ТЕКСТ ДОКУМЕНТА:
++++

Смерть на кухне и под одеялом.

Сам поэт, видимо, мог жить без того, что делается на кухне и происходит под одеялом (хотя другие его стихи этого не подтверждают). Впрочем, это еще выплеснуто в азарте борьбы за “новый быт”. У Антокольского это обрело черты некого свирепого романтизма:

Я ненавижу мир, где женщины рожают,

Где скверных пьяниц рвет, где дважды два не пять...

Ничего себе параллели: “женщины рожают” и “скверных пьяниц рвет” на одном уровне, ибо, к сожалению, в этом мире “дважды два не пять”. Последнее в духе времени. Нам, выросшим в атмосфере, где “дважды два — сколько велят”, слышать такие сетования почти странно (эта романтика довольно долго не была чужда и мне).

Пастернак к такому миру, “где дважды два не пять” не стремится, но вот какой сон ему кажется страшным (правда, задолго до прихода поэта к христианству):

Льёт дождь. Я вижу сон: я взят

Обратно в ад, где все в комплоте,

И женщин в детстве мучат тети,

А в браке дети теребят.

++++

ИСХОДНЫЕ ДАННЫЕ:
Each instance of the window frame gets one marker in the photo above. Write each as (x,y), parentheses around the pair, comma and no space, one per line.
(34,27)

++++

ОБ УПРАЖНЕНИИ:
Перепечатаете ли без изменений часть текста «Смерть на кухне и под одеялом», которая открывается словами, содержащими «Я ненавижу мир, где», и заканчивается словами «чужда и мне).»?

РЕШЕНИЕ УПРАЖНЕНИЯ:
Я ненавижу мир, где женщины рожают,

Где скверных пьяниц рвет, где дважды два не пять...

Ничего себе параллели: “женщины рожают” и “скверных пьяниц рвет” на одном уровне, ибо, к сожалению, в этом мире “дважды два не пять”. Последнее в духе времени. Нам, выросшим в атмосфере, где “дважды два — сколько велят”, слышать такие сетования почти странно (эта романтика довольно долго не была чужда и мне).